TASKS FOR THIS EXERCISE:
1 - Using the post about Marion Cotillard below, decide whether each statement agrees with it. Answer yes or no and quote the words that decide it. (a) She won the Academy Award for playing Edith Piaf. (b) Gary Oldman appears in the video for "The Next Day." (c) She sometimes sings with an Irish band.
2 - Write out the post about Marion Cotillard below from "Everybody Loves: Marion" to "magazine Periodika (?).", word for word.
3 - Answer these questions from the post about Marion Cotillard below.
(a) Whose new video does the post mention at the start?
(b) What is the name of the French award she also won for the Piaf role?
(c) Which organization does she campaign for?

TEXT FOR ANALYSIS:
──────

Everybody Loves: Marion Cotillard
Having just watched David Bowie’s new video for the song “The Next Day”, starring Gary Oldman and Marion Cotillard I was reminded how cool and beautiful she really is. Already a talented and award winning actress in her native France, she has since made a name for herself in the US, winning the Academy Award for her portrayal of Edith Piaf in La Vie en Rose (also winning the French equivalent, The Cesar for the same role) and costarring in among others, Inception, Public Enemies and the final Batman installment The Dark Knight Rises. She continues to act, campaign for Greenpeace, occasionally sing with Scottish Band Franz Ferdinand and was recently voted the most beautiful woman in the world by Hungarian magazine Periodika (?).

──────

(Dataset items)
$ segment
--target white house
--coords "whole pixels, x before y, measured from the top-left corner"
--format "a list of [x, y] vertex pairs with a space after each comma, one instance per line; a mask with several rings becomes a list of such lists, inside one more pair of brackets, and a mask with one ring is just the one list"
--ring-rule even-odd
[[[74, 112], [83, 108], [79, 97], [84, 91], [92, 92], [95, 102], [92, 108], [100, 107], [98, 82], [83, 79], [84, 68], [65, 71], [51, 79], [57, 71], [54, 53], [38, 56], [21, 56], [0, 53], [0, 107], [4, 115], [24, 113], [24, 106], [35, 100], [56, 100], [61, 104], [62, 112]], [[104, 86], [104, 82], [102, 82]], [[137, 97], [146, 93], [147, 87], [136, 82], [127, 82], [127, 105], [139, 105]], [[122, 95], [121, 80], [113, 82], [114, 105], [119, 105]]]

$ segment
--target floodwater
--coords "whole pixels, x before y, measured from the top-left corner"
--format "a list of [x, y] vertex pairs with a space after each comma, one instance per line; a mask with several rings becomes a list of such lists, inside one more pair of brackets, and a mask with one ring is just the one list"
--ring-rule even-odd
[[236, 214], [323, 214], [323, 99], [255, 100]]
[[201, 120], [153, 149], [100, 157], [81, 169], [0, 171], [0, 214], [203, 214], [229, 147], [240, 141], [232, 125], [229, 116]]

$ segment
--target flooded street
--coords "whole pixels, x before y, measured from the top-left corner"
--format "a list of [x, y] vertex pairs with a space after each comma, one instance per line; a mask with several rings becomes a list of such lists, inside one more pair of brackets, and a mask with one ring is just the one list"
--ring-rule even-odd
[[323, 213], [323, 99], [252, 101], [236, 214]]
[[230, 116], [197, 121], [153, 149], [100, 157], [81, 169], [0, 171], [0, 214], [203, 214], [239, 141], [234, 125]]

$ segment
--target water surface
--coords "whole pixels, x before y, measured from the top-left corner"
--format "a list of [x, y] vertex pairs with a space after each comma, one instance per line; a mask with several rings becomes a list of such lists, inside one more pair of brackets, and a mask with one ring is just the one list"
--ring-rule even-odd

──────

RESPONSES PER TASK:
1 -
(a) Yes: "winning the Academy Award for her portrayal of Edith Piaf in La Vie en Rose"
(b) Yes: "starring Gary Oldman and Marion Cotillard"
(c) No: "occasionally sing with Scottish Band Franz Ferdinand"

2 -
Everybody Loves: Marion Cotillard
Having just watched David Bowie’s new video for the song “The Next Day”, starring Gary Oldman and Marion Cotillard I was reminded how cool and beautiful she really is. Already a talented and award winning actress in her native France, she has since made a name for herself in the US, winning the Academy Award for her portrayal of Edith Piaf in La Vie en Rose (also winning the French equivalent, The Cesar for the same role) and costarring in among others, Inception, Public Enemies and the final Batman installment The Dark Knight Rises. She continues to act, campaign for Greenpeace, occasionally sing with Scottish Band Franz Ferdinand and was recently voted the most beautiful woman in the world by Hungarian magazine Periodika (?).

3 -
(a) David Bowie's
(b) The Cesar
(c) Greenpeace